(INPUT)
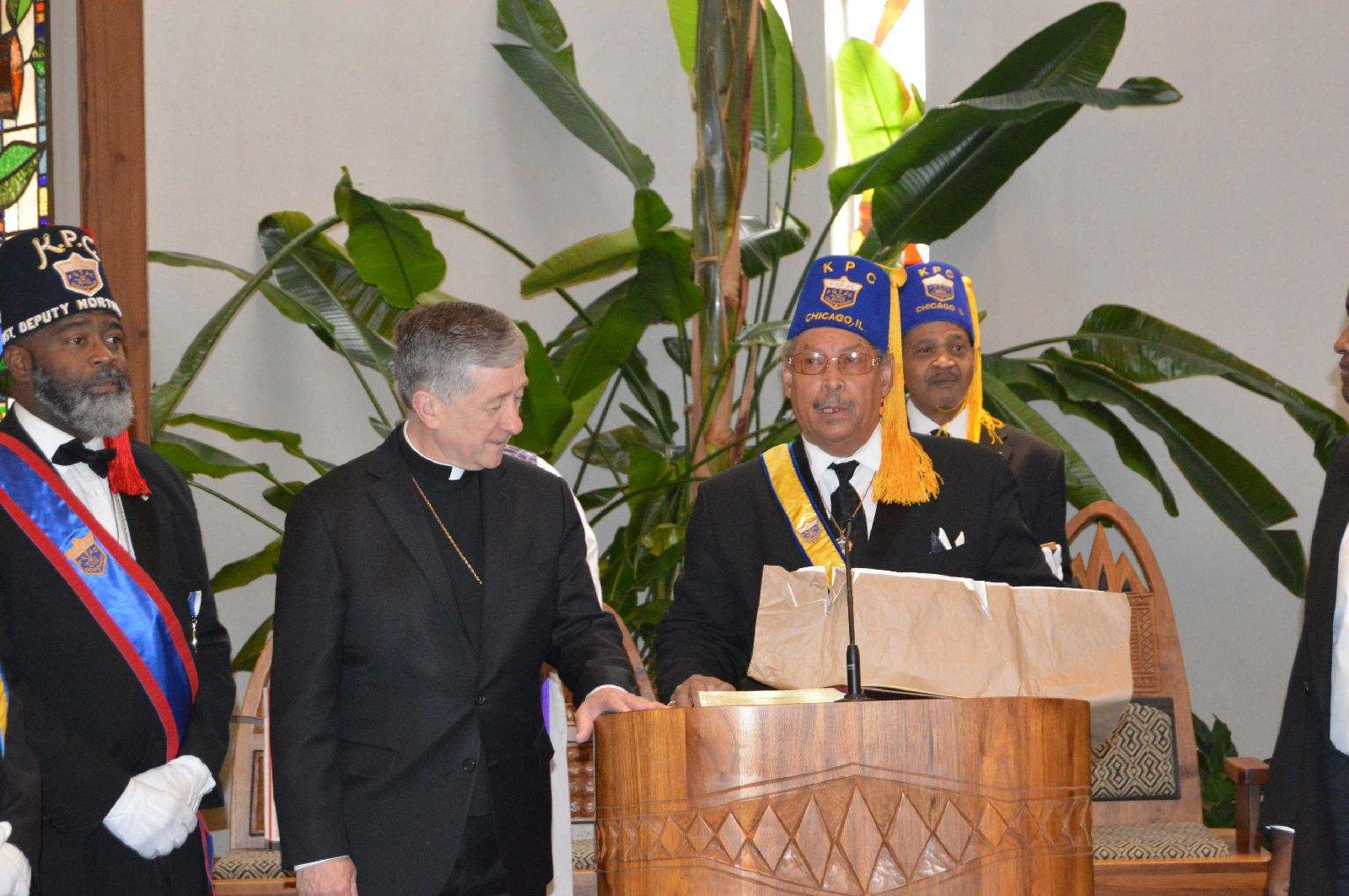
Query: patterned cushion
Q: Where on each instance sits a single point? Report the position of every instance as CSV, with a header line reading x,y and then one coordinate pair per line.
(End INPUT)
(INPUT)
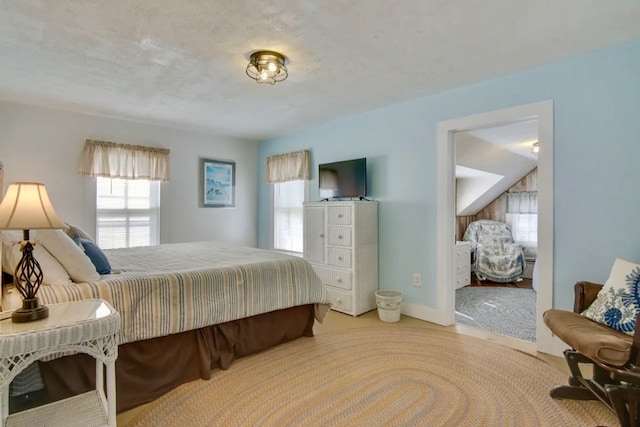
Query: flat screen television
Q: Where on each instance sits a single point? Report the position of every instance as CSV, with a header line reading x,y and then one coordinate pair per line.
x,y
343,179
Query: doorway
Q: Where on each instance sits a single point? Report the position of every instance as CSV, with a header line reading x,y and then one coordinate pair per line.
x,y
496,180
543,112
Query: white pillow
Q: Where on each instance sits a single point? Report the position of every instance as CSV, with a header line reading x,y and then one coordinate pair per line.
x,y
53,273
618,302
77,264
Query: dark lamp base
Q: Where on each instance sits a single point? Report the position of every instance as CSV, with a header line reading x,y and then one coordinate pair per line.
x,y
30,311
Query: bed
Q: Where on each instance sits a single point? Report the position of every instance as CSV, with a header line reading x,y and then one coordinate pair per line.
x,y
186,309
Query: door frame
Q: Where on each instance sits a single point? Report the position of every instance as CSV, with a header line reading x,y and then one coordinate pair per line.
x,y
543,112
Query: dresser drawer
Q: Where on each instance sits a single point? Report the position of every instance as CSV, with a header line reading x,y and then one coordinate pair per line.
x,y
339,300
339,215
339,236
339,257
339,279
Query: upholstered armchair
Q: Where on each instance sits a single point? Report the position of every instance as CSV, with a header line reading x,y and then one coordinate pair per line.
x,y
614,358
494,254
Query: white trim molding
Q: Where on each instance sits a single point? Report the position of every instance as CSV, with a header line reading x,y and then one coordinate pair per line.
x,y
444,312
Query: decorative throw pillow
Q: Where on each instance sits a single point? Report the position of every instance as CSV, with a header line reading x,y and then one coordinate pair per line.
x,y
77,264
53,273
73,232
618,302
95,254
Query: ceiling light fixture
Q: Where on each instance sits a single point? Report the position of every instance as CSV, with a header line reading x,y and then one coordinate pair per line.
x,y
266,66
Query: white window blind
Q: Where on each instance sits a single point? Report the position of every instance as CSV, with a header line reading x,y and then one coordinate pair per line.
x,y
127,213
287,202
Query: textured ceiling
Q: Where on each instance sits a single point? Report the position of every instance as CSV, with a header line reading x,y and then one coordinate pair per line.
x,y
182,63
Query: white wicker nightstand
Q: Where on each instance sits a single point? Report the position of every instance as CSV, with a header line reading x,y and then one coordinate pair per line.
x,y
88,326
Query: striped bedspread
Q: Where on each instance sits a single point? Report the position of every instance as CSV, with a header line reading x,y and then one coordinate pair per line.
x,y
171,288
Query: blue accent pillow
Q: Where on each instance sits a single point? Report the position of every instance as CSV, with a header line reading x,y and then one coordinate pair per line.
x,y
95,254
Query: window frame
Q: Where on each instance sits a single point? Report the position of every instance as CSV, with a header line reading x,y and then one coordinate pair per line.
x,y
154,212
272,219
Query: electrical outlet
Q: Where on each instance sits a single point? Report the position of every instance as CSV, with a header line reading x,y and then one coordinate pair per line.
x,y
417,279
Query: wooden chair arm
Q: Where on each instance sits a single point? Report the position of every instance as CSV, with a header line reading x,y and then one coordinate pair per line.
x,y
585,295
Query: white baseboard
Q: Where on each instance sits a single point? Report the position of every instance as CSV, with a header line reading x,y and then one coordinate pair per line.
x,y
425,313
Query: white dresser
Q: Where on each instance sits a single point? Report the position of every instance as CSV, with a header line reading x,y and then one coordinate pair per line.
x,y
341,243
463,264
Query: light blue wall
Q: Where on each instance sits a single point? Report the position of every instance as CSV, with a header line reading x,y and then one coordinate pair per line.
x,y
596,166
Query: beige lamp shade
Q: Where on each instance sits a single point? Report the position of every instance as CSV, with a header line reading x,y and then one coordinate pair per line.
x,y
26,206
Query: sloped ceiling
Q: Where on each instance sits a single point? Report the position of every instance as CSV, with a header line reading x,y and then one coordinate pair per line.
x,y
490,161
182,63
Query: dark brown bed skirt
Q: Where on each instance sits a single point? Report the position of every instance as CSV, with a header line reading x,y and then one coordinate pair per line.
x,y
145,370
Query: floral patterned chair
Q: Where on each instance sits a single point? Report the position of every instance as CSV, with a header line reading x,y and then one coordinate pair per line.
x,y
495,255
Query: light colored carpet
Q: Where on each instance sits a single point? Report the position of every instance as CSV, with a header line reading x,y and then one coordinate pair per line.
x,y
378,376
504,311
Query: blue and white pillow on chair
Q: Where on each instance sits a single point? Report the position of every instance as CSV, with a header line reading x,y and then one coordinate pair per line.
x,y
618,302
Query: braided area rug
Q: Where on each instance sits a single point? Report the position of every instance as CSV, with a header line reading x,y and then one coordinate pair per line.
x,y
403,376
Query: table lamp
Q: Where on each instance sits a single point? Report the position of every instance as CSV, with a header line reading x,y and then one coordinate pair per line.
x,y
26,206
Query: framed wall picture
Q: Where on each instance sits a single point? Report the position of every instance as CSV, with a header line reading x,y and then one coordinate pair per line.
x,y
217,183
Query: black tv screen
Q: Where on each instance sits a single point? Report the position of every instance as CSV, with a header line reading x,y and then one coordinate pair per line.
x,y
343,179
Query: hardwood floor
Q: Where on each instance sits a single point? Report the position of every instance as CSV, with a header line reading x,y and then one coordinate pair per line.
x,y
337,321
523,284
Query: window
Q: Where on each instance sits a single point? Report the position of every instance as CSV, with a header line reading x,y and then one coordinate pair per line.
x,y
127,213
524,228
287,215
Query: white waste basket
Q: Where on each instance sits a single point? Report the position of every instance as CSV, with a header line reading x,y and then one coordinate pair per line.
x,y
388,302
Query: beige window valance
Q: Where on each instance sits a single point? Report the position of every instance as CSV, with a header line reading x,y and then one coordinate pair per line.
(End INPUT)
(INPUT)
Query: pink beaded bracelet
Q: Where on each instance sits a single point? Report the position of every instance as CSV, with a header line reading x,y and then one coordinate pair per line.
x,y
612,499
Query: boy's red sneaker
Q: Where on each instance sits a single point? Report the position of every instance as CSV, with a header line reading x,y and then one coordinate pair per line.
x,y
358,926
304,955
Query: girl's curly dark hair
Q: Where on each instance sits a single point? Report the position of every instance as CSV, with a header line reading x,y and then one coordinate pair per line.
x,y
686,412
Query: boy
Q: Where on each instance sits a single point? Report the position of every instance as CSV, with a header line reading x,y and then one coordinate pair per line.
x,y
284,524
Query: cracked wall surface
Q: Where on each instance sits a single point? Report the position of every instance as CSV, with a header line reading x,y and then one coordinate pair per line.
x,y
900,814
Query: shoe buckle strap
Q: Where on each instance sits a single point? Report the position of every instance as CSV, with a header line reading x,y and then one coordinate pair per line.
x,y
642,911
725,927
(End INPUT)
ACTIVITY: The lines above from the one containing "Query: blue accent pillow" through the one containing "Query: white baseboard" are to be set down exactly, and no others.

TASK SOLUTION:
Query: blue accent pillow
Q: Where on each instance sits a single point? Report the position of every instance as CSV, with a header line reading x,y and then one coordinate pair per line.
x,y
95,254
Query: window frame
Q: Where on each instance sits a single point? Report the position of every instance as CSV, with a header line reading x,y and then one coordinate pair per line.
x,y
154,212
272,219
Query: electrical outlet
Q: Where on each instance sits a single point? Report the position of every instance as CSV, with a header line reading x,y and then one coordinate pair per line.
x,y
417,279
Query: wooden chair arm
Q: Where on each instance sits a single point? Report the position of every instance as CSV, with a header line reading x,y and then one coordinate pair per line.
x,y
585,295
Query: white baseboard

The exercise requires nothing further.